**GOAL**
Rewrite the listing below with each "Point out" switched to "Mark" and every other word kept the same. Leave out the pictures.

## Begin

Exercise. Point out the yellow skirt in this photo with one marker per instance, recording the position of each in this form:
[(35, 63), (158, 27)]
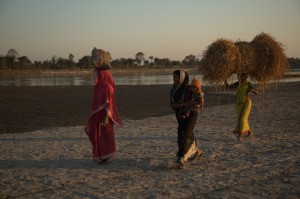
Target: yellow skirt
[(243, 112)]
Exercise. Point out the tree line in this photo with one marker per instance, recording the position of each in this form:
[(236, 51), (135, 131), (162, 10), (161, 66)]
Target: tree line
[(13, 61)]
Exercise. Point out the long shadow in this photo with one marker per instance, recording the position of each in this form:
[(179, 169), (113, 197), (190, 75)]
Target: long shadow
[(116, 165)]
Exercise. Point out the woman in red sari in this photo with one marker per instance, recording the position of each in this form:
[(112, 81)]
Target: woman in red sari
[(100, 127)]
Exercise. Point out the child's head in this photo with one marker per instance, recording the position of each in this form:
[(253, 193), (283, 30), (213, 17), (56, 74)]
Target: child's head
[(196, 86)]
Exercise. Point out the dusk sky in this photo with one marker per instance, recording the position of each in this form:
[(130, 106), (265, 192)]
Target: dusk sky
[(171, 29)]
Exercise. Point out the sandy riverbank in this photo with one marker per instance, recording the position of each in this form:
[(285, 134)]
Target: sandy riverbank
[(56, 162)]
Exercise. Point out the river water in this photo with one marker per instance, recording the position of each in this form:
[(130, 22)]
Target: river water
[(59, 79)]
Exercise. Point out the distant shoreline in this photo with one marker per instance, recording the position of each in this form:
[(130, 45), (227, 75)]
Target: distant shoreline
[(141, 69)]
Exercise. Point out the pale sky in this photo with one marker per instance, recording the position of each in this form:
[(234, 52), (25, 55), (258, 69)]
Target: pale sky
[(171, 29)]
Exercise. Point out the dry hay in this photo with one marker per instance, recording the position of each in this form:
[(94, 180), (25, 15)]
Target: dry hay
[(263, 59), (219, 62), (101, 59), (270, 60), (247, 61)]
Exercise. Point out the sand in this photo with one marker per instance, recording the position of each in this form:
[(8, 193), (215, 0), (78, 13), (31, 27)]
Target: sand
[(56, 162)]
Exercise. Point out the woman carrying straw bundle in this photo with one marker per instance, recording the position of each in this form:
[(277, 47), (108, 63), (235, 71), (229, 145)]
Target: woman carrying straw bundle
[(243, 104), (100, 127), (179, 96)]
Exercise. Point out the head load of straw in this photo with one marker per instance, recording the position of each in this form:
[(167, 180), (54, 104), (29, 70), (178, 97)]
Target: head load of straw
[(219, 61), (270, 59), (263, 59)]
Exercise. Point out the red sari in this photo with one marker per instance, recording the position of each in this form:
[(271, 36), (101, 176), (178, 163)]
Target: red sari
[(103, 138)]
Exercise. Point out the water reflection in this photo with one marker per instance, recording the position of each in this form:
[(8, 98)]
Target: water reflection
[(87, 79)]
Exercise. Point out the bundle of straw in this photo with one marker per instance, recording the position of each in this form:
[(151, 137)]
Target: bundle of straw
[(270, 60), (247, 61), (101, 59), (219, 62)]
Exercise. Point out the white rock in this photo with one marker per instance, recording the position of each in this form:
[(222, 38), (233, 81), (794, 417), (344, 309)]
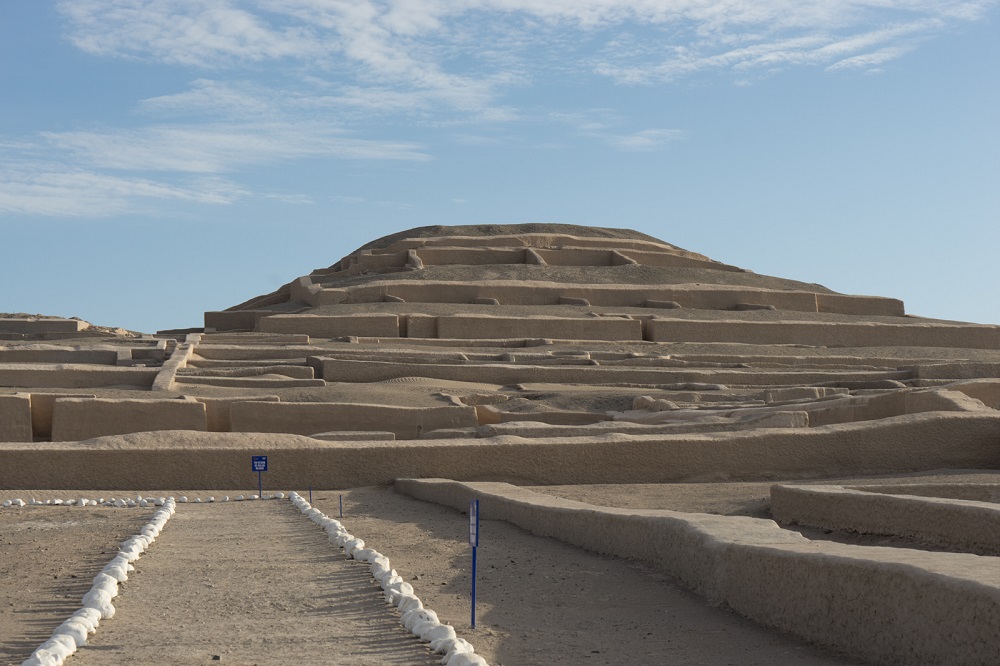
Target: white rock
[(437, 631), (75, 629), (449, 646), (410, 618), (408, 602)]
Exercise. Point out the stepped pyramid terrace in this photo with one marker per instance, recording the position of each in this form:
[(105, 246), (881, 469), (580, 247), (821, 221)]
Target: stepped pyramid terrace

## End

**EXERCISE RESULT**
Exercise. Mark the yellow skirt in this photo with one marker per instance, recording the position of each in this form:
[(35, 63), (158, 27)]
Target: yellow skirt
[(243, 112)]
Exercise. Mark the tree line in this photo with one marker per instance, recording the position of each in this form:
[(236, 51), (135, 131), (162, 10), (161, 66)]
Target: tree line
[(13, 61)]
Exercise. Mark the long shadow in this photo with one marker per instance, recording the position of each in this form:
[(179, 169), (113, 197), (190, 75)]
Target: long shadow
[(116, 165)]
Exercise. Mark the woman in red sari in this photo with one marker per instance, recording the position of each in this form:
[(112, 81)]
Target: woman in red sari
[(100, 127)]
Exercise. Mark the child's head in this photo with one marker per instance, recording the position of each in this form:
[(253, 193), (283, 30), (213, 17), (56, 74)]
Target: child's head
[(196, 86)]
Exercise. Mark the dusk sky in this photo with one marker per instance, recording the position of each in this form:
[(130, 106), (265, 192)]
Target: dusk sky
[(171, 29)]
Exercise. Mark the sandy riverbank in this photo with one marker per instance, recording the position of each in this form:
[(285, 134)]
Target: sandy riverbank
[(56, 162)]
Exercise. Mark the river water in this photo with one marker per instance, recording the position of each in this form:
[(130, 22)]
Target: river water
[(59, 79)]
Exercise. Mark the distant shoreline in this photo with one marker per instance, recording the position of each in this form:
[(130, 45), (227, 75)]
Target: distant shoreline
[(141, 69)]
Exercise. Mark the pale sky in this photo with one marker per instance, recording the position of each in this form:
[(234, 52), (25, 55), (258, 69)]
Target: pale sky
[(171, 29)]
Exercise. Mark the dry hay in this photo with one marker per instance, recording the position of each in this form:
[(94, 180), (25, 15)]
Target: dry hay
[(263, 59), (219, 62), (101, 59), (270, 60), (247, 61)]
Exercise. Mark the sand in this photo with one marker per instance, recording the position of each in this form:
[(8, 193), (215, 0), (78, 13), (31, 27)]
Target: sand
[(56, 162)]
Exercise. Mark the woman carrying straw bundle in this photo with one marker per instance, recording the position of each in this form:
[(277, 47), (108, 63), (235, 71), (229, 145)]
Target: woman carrying straw bundle
[(243, 104), (100, 127), (179, 96)]
Exercise. Mark the head load of straw in this photo with one marker per instance, recording the position of each in this form:
[(167, 180), (54, 104), (29, 70), (178, 97)]
Target: head load of straw
[(219, 61), (270, 59), (263, 59)]
Exercise. Mark the red sari in this photo with one marker per instance, recording the position of each in this form:
[(271, 36), (101, 176), (178, 163)]
Target: red sari
[(103, 138)]
Exercise. Mark the water reflection in this photo with one marker per instance, recording the position of each in this form:
[(8, 98)]
Target: water reflection
[(87, 79)]
Exercise. Mark the bundle of straw in this photo with one marker per instance, recording the position of each in this form:
[(151, 137)]
Target: bundle of straw
[(270, 60), (247, 61), (101, 59), (219, 62)]
Exercise. Mark the white rock in this photo with one marker per instance, recording the position of each in this form:
[(222, 38), (233, 81), (794, 417), (344, 309)]
Target: white rock
[(437, 631), (75, 629), (449, 646), (410, 618), (408, 602)]
Exercise. Mark the stepped pyramid terrace in this photo with one marker per instance, recording the position of each in this form:
[(105, 246), (881, 469), (580, 247), (821, 221)]
Target: stepped pyramid terrace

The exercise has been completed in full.